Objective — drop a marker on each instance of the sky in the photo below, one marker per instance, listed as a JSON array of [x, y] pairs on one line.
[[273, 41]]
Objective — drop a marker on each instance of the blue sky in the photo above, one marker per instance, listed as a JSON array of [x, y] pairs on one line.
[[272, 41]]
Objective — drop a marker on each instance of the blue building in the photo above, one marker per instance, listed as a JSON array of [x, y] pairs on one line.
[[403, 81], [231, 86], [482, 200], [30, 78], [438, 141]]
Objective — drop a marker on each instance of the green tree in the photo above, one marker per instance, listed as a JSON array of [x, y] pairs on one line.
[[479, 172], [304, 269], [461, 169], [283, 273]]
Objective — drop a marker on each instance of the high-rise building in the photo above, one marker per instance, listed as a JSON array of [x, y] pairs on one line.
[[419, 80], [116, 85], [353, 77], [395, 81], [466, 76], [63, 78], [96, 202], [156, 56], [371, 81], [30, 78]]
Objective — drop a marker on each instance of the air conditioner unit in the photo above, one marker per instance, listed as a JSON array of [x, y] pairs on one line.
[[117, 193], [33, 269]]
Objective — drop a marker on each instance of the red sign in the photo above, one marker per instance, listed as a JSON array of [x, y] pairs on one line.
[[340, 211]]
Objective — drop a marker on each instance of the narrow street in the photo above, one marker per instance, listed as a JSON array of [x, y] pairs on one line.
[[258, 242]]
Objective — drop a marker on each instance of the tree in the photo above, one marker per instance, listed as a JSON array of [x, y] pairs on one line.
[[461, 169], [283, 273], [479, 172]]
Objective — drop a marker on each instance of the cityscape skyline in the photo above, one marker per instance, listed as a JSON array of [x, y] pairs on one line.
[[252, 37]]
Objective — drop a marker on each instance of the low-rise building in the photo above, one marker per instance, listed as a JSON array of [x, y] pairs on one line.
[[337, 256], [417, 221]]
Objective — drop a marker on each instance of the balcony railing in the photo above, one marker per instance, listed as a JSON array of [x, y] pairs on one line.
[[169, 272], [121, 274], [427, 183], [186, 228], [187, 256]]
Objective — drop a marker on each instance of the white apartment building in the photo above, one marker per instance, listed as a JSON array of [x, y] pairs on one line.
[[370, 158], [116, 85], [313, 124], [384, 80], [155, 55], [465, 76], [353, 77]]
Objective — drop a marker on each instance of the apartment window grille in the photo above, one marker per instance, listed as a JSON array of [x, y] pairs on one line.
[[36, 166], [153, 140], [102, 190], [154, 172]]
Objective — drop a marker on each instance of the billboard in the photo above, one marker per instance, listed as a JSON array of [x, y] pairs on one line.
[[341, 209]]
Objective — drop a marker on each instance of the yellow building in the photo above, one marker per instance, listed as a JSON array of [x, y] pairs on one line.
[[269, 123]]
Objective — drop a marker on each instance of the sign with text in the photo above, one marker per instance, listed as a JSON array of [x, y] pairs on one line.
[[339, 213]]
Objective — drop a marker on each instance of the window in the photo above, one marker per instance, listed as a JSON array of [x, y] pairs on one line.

┄┄┄┄┄┄┄┄┄┄

## How to complete this task
All lines in the material are to be returned exactly.

## Answer
Objective — drop a marker on each instance of the sky in the photo below, one marker per instance, listed as a JSON array of [x, y] pairs on one line.
[[273, 41]]
Objective — drop a marker on each instance of the blue sky in the photo above, one marker per instance, listed as a JSON array of [x, y] pairs on one line.
[[272, 41]]
Objective — drop a marker on each instance of the blue building in the photo above, one marker per instance, listed as a JSON array of [x, y] pairs on one line.
[[403, 81], [231, 86], [482, 200], [30, 78], [438, 141]]
Objective — drop a marker on each instance of the green tree in the photo above, one marker per instance, listed as a JSON array of [x, y] pairs on one line.
[[479, 172], [304, 269], [461, 169], [283, 273]]
Objective — drop a marker on each instance of the high-rise building in the photo above, one marker per instance, listed as a JSON array of [x, y] pairs on one line.
[[419, 80], [116, 85], [353, 77], [395, 81], [466, 76], [63, 78], [96, 202], [156, 56], [371, 81], [30, 78]]
Objective — drop a marker on each instance of the air conditioner unit in the photo above, one marker per instance, listed as a JSON array of [x, y] pairs on one line.
[[117, 193], [33, 269]]
Objective — drop a marker on each instance of the red sign in the photo above, one marker per instance, listed as a JSON array of [x, y] pairs on one line.
[[340, 211]]
Objective — drop a marker on each instance of the narrow street in the photo above, one marker per instance, listed as a JSON array of [x, y] pairs on one line.
[[258, 242]]
Objective — drop a marker on each instance of the tree in the photo above, one marker per instance, listed as a JSON array of [x, y] pairs on one line.
[[461, 169], [283, 273], [479, 172]]
Objective — drop a marker on each instance of the cityscape skyline in the photo above, one marker per instance, listed as a JSON array of [x, y] pairs on one line.
[[252, 37]]
Objective — drop a marker on each instance of the low-rise building in the photo above, one marker per instance, listed as a JSON array of [x, y] pairs on one line.
[[337, 256], [417, 221]]
Objective — drop a marker on each instance of the balcony railing in the photo above, one marker per instance, listed as a JSON array of [x, y] pairs on one line.
[[169, 272], [121, 274], [427, 183], [186, 228], [187, 256]]
Objective — drop a marker on each instance of the white apartment building in the photo above, one marker per instance, listed as a JSON array of [x, y] pairs on one line.
[[370, 158], [116, 85], [313, 124], [384, 80], [155, 55], [465, 76], [353, 77]]
Objective — drop a marker on each instance of the apartment window grille in the photo above, one marker per instance, listed as a JSON array of [x, y] pairs on one line.
[[36, 166], [153, 140], [102, 190], [154, 172]]
Objective — drop a marker on each instance of the billboard in the photo above, one marker per instance, listed as a JSON array of [x, y] pairs on one line.
[[341, 209]]
Objective — drop a marker on each instance of the yellow building in the photo above, one marker per instance, listed as a JSON array of [x, y] pairs on one line.
[[269, 123]]
Objective — drop a marker on each instance of the sign with text in the photo above, one marker per instance, listed as a JSON array of [x, y] pairs on one line.
[[339, 213]]
Objective — drop a marker on each instance of the window in the photo above, one marker per instance, listed as a JSON array of [x, y] pairs on one line.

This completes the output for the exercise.